[Pointing and labeling records]
(begin)
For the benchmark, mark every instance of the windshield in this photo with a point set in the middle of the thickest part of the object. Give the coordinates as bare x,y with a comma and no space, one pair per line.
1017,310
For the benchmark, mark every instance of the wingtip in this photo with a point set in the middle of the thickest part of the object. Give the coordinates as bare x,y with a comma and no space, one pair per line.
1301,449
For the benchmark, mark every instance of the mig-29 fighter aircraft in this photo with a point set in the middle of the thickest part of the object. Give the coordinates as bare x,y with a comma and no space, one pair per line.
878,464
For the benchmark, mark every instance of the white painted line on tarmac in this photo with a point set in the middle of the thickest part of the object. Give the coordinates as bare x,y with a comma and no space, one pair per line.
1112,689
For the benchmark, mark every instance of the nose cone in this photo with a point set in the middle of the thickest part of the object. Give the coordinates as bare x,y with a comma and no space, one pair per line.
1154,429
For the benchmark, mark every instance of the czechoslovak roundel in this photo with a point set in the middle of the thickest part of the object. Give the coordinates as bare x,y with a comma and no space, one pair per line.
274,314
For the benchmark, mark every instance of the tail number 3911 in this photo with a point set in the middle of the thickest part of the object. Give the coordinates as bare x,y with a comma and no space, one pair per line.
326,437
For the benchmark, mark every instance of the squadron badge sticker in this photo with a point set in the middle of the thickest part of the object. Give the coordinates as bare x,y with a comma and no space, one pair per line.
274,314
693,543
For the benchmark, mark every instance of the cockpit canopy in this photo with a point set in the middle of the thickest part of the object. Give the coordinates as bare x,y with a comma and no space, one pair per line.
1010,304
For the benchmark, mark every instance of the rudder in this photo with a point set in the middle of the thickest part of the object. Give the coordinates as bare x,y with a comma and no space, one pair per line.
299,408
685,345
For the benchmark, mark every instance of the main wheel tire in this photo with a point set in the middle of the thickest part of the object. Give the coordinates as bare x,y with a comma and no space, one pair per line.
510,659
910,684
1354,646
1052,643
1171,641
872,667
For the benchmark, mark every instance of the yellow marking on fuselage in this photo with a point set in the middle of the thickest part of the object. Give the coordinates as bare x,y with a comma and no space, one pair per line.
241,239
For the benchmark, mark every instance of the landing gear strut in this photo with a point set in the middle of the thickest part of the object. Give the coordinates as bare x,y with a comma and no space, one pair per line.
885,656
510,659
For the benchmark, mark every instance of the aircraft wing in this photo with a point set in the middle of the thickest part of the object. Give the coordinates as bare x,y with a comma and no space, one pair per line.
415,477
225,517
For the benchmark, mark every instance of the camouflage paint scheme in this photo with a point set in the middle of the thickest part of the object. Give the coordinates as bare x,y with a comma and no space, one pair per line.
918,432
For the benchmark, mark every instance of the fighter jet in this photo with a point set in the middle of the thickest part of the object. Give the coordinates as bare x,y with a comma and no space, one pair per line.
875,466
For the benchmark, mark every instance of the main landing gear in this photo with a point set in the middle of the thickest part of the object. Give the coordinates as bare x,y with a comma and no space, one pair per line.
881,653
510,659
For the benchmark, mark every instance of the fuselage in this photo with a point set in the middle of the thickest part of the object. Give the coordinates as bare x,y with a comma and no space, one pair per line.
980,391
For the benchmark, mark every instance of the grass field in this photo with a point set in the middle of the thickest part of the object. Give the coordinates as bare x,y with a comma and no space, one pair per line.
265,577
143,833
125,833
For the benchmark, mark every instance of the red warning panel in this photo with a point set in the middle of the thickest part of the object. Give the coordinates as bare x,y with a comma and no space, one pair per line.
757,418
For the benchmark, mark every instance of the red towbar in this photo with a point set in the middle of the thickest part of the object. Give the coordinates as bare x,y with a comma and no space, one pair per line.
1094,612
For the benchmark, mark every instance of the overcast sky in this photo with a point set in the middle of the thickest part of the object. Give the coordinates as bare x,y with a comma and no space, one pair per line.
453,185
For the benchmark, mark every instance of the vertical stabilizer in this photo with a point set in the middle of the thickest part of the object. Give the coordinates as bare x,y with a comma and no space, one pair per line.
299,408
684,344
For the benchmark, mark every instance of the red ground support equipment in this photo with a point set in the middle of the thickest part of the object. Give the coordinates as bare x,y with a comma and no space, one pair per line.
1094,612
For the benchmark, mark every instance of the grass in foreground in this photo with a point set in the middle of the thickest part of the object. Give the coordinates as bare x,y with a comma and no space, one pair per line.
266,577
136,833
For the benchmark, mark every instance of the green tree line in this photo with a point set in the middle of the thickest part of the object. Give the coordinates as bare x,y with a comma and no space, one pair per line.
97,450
(end)
**Exercise objective**
Copy every one of the records above line for line, with no changes.

**Completed task**
For the benchmark, mark every instance of the windshield in this photo with a point set in the middle of the thickest part of the object. Give the coordinates as bare x,y with a comma and no space, one pair per line.
1017,310
For the benchmark, mark every instance of the wingtip in this photo with a point set in the middle of the thickest part of the object. Give the coordinates as bare x,y with a comma and no space, one pair per line.
1301,449
For the benchmark, mark every instance of the mig-29 fighter aircraft in this photo with a point set in the middle of the thickest part of the object. Give the coordinates as bare x,y with a comma and no space, one pair per line.
878,464
For the benchmark, mark every instance of the white painted line on tarmac in this photo with a point set in the middle of the thickest part of the object. Give the coordinates as bare x,y with a comma and no space, one pair per line.
1112,689
For the benchmark, mark every instance of the nose cone in this photo with a point set in the middle of the thickest part of the object. Give the coordinates as bare x,y with a comma and no space, one pair per line.
1154,429
For the benchmark, mark every instance of the czechoslovak roundel in this photo with a point set in the middle of the thickest part of the object. Give the coordinates as bare x,y with a comma and no space, one pair per line.
274,314
For the benchmark, mark every instance of the tail number 3911 in this photo with a point set in the middle of the thickest part of the object. Give the coordinates as bare x,y with a comma and no space, one pair per line.
326,437
For the benchmark, mark every instance of the squadron badge sticker in this photo with a point set in the middle of the thickest part of the object. Give the coordinates as bare x,y with a comma and no space, one pair per line.
274,314
693,543
For the benchmark, mark every instance of the cockpit canopy in this photo with a point set in the middle of the thickest part of the object. Give the coordinates as bare x,y with a comma and no space, one pair per line.
1010,304
For the benchmark, mark every instance of the rudder in this photo with a point set in the middle of the thickest part of the object. Give the coordinates as bare x,y with a comma and no space, one pair per line.
299,408
685,345
For the benchmark, mark every instance of the main wheel tire in this photo with a point set in the middle of the thickest part of the object. Give the coordinates as bare x,y with a comma and no space, one pair per line.
510,659
910,684
1354,646
1052,643
1171,641
872,667
For the benchmark, mark every instance of the yellow marking on fuselage in this photo with a point set in the middle of the thickest part of the object. Give the coordinates as bare x,y with a comma and no space, one pair per line.
241,239
For the benchmark, mark every instance of the landing gear strut in this photo with a point set in the middle of the thickest part of the object. Give the coordinates as bare x,y with a comma and no space, one pair per line.
885,656
510,659
For the benchmark, mark every instance of the aircraft wing in this photo with a point set in the middle of the thickest part of the object. Give the coordinates as bare x,y with a comma and no space, one pair per line.
415,477
225,517
For the benchmark, mark every instance of the camouflage paint scheme in this photo with a point set in the middle of the thickest part of the object. Give the coordinates as bare x,y with a comma and no space, one pair per line.
918,432
For the benchmark, mark every instance of the fighter jet in this photo with a point set in the middle of the thickest part of the object. Give the coordinates as bare x,y with a comma and no space, one pair per line.
875,466
For the benchmark, mark every instance of the main landing gear in this photo with a point set in the middle of the thickest part of the object. Give the coordinates as bare x,y with a comma and no space, one pair per line.
881,653
510,659
For the benchmark, mark every instance of the fuselage in this photo with a point set in the middle of the thickest part of the object. Give the coordinates as bare x,y with a comma and no space, one pair per line.
980,391
For the benchmark, mark every instance of the grass field in this photo with a point set in the middle of the thickest part of the object. Give the coordinates as bare x,y with a comma and no space, one pair per line.
265,577
143,833
125,833
For the benchmark, mark every instance of the red warning panel in this photo with a point set in the middle of the thickest part of the object. Give the coordinates as bare x,y with a comma and no space, one pair per line.
757,418
For the benchmark, mark every instance of the red towbar in this photo with a point set in the middle of the thickest part of the object. Give the coordinates as bare x,y with a comma and no space, one pair per line.
1094,612
For the benchmark, mark every instance of the overcast sky in this photo with a point set in the middle of the thickest part of the object. Give the coordinates as bare x,y with a comma and no space, one pair per line.
453,185
For the benchmark, mark every instance of the vertical stabilizer in this photo with a point set in the middle of the thickest part of the object. Give the coordinates as bare x,y with a comma and no space, one pair per line.
299,408
684,344
For the benchmark, mark every instance of the red ground support equipment in this photo with a point set in the middle of the thickest part of the object. Give the coordinates as bare x,y with a comma and no space, one pair per line.
1094,612
For the benchmark, mark every instance of the grass in foreground in this photo with a point set in the middle of the thickest part of the object. Give the coordinates as bare x,y with a comma and no space, one pair per line.
266,577
136,833
For the benchmark, mark every instance of the green tree line in this photo with a point set in the middle of the thickest part of the object. Give the coordinates as bare x,y with a comma and no space, one pair per line.
97,450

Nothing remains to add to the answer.